Coordinate annotation entries
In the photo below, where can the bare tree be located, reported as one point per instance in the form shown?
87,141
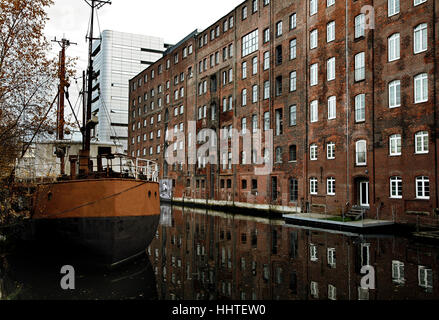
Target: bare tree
27,77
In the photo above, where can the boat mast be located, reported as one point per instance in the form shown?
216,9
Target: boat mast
94,4
60,151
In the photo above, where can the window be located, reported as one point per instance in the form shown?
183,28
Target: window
279,29
314,289
313,7
395,145
313,152
392,7
292,153
359,25
331,257
393,47
313,249
279,122
244,125
330,31
244,70
266,121
422,188
293,49
244,12
293,81
421,88
332,292
360,153
255,94
330,69
266,35
417,2
250,43
266,89
396,187
278,155
360,109
314,109
359,67
266,60
294,190
330,151
394,94
425,278
244,97
254,123
293,115
278,85
314,74
313,39
330,186
293,21
420,38
255,65
332,107
421,142
398,271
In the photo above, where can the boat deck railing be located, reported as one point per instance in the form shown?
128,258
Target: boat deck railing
113,165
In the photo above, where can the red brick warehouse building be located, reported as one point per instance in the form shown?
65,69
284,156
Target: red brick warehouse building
349,89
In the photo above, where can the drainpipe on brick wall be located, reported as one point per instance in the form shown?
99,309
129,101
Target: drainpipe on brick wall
372,32
270,100
435,57
235,124
305,149
347,98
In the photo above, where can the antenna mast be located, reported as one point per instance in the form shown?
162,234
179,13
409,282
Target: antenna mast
60,152
94,4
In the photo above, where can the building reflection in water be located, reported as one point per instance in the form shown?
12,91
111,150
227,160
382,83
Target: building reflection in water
204,254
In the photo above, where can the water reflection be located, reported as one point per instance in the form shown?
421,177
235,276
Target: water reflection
211,255
201,254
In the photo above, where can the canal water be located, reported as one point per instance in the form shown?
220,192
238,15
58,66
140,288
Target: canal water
209,255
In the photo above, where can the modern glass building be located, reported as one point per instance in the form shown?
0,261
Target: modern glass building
118,57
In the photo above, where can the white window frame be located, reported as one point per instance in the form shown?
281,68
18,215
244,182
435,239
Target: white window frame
421,142
314,74
330,69
314,111
330,31
313,39
313,186
420,38
330,186
360,66
330,151
420,84
393,45
359,146
422,184
332,107
313,152
393,7
360,108
395,187
395,94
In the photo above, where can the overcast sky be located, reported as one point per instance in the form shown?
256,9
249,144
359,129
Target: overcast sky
171,20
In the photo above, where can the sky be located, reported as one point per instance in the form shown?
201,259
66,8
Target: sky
171,20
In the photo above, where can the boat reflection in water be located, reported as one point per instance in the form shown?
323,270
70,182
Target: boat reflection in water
202,254
212,255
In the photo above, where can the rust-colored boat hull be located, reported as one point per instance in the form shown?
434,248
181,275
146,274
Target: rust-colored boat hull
108,220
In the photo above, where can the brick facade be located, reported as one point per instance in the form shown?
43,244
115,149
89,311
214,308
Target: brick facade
289,182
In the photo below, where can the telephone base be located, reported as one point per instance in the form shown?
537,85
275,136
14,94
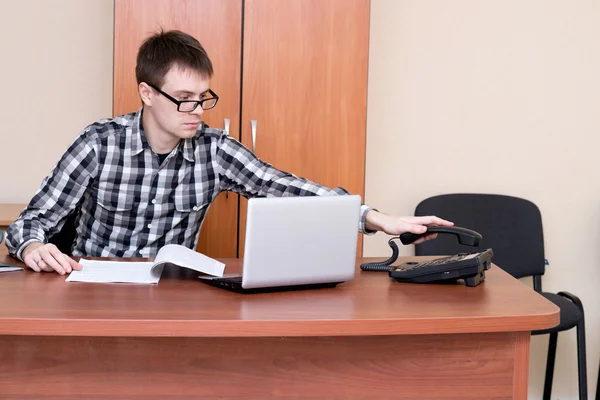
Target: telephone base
469,267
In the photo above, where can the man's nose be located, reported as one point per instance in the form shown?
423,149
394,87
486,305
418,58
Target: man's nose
198,111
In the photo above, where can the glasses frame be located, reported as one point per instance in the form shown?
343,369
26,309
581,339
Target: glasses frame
180,102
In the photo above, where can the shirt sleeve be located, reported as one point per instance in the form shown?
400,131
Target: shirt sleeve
58,195
242,172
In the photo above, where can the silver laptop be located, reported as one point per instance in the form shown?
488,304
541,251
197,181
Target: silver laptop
297,243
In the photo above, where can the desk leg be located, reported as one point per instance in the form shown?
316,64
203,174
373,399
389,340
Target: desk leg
459,366
521,370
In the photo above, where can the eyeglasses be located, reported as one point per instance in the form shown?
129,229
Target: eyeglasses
190,105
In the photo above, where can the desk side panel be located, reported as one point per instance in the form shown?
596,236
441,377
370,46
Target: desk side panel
464,366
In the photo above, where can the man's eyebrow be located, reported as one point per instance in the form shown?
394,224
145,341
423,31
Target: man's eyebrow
184,92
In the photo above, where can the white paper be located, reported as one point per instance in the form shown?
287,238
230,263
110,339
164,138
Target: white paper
184,257
115,271
146,272
9,269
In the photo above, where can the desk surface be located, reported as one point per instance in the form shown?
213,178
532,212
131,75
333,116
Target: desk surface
9,213
179,305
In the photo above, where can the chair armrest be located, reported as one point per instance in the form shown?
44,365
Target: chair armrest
573,298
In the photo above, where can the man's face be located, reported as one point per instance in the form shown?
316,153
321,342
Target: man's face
181,84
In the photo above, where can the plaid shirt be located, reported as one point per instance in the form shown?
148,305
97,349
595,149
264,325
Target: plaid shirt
130,206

Problem —
Would you set down the listing exactly, omitting pictures?

The output —
In the photo below, where can the bare tree be located, reported as one point per instance in the form shown?
87,141
Target: bare tree
27,77
In the photo above, where can the boat mast be located, reported as one point per instance in the form shown?
216,9
Target: boat mast
94,4
60,151
In the photo above, where can the window be located, reported as one point per instance in the form shown?
183,28
Target: window
279,29
314,289
313,7
395,145
313,152
392,7
292,153
359,25
331,257
393,47
313,249
279,122
244,125
330,31
244,70
266,121
422,188
293,49
244,12
293,81
421,88
332,292
360,153
255,94
330,69
266,35
417,2
250,43
266,89
396,187
278,155
360,109
314,109
359,67
266,60
294,190
330,151
394,94
425,278
244,97
254,123
293,115
278,85
314,74
313,39
330,186
293,21
420,38
255,65
332,107
421,142
398,271
In the photo above, where can the boat deck railing be located, reported as one point per instance in the form shown?
128,258
Target: boat deck railing
113,165
In the photo above, where can the red brick warehouse building be located, reported as one point per instance in the form shown?
65,69
284,156
Target: red brick warehouse building
349,89
In the photo above, where can the drainpipe on brick wall be located, reported as one point per instance in the form shown?
99,309
129,101
Target: drainpipe on brick wall
372,32
270,100
435,57
235,124
305,149
347,98
In the photo above, where can the antenna mast be located, reported as one point per instance in the form shown?
162,234
179,13
409,282
Target: antenna mast
60,152
94,4
In the photo above, where can the building reflection in water be located, reported as one point per instance in the form shown?
12,91
111,150
227,160
382,83
Target: building reflection in water
204,254
In the photo above, where can the water reflection be located, reported as one point per instance in the form shown?
421,177
235,276
Target: water reflection
211,255
201,254
In the photo above, where can the canal water be located, reported as one point per instance in the form shown?
220,192
238,15
58,66
140,288
Target: canal water
209,255
In the photo above, where can the modern glass building be located, reported as one point per instance in the form shown?
0,261
Target: modern glass building
118,57
In the photo above, where can the white window frame be located, reported as one point per instance in the form shown?
281,68
18,215
244,182
435,239
Target: white window frame
421,142
314,74
330,69
314,111
330,31
313,39
313,186
420,38
330,186
360,66
330,151
420,84
393,45
359,146
422,184
332,107
313,152
393,7
360,108
395,187
395,94
In the photo above, where can the overcast sky be located, reported as one point per instance in the form shown?
256,9
249,144
359,129
Target: overcast sky
171,20
In the photo above, where can the sky be located, reported as one point per instance in the form shown?
201,259
66,8
Target: sky
171,20
In the photo above, where can the boat reflection in water be located, reported as one point per instance in the form shown?
323,270
70,182
Target: boat reflection in water
202,254
212,255
In the photo above, where can the rust-colored boat hull be located, reported as one point per instance in the form shown?
434,248
181,275
146,274
Target: rust-colored boat hull
108,220
In the photo above, where can the brick facade be located, reported as one point per instance in the form shown?
43,244
115,149
89,311
214,308
Target: brick facade
289,182
In the photo below, where can the telephone base be located, reported as one point per instance in the form shown?
537,85
275,136
14,94
Target: telephone base
469,267
In the photo above, where can the man's nose be located, reported as one point per instance in the form shown?
423,149
394,87
486,305
418,58
Target: man's nose
198,111
In the photo above, where can the glasses frame be located, reported as one point per instance in the form shown?
343,369
26,309
581,339
Target: glasses frame
180,102
In the photo above, where can the shirt sleeve be located, reported as one point per instance in the form shown?
400,131
Target: shirt sleeve
58,195
242,172
In the photo above, where can the silver laptop be located, reported as one point per instance in the form shown?
488,304
541,251
197,181
Target: silver laptop
297,243
In the photo above, where can the desk leg be located, reported as one point per instance in the form shown?
316,64
203,174
373,399
389,340
Target: desk leg
459,366
521,370
In the photo above, where can the eyeglasses be located, reported as one point per instance in the form shown?
129,229
Target: eyeglasses
190,105
In the photo above, where can the desk side panel be located, reported as one point per instance in the form shown?
596,236
441,377
370,46
Target: desk side panel
464,366
In the photo above, where can the man's eyebrow be located, reported as one point per instance in the form shown?
394,224
145,341
423,31
Target: man's eyebrow
184,92
In the photo above, where can the white paper be located, reported as one point per instance in the form shown?
287,238
230,263
110,339
164,138
Target: white paper
184,257
115,271
146,272
9,269
In the photo above, where can the desk surface be located, reported as one point per instance in the form shown?
213,178
532,212
131,75
333,116
Target: desk surface
9,213
179,305
In the photo above, where can the chair armrest be located, reported as one point per instance in the form shown?
44,365
Target: chair armrest
573,298
In the photo above, where can the man's face be located, reported as one point per instance in the form shown?
316,153
321,342
Target: man's face
181,84
In the photo above, where can the plaid shirt be located, reported as one point per instance in the form shown?
148,305
97,349
595,149
264,325
Target: plaid shirt
130,206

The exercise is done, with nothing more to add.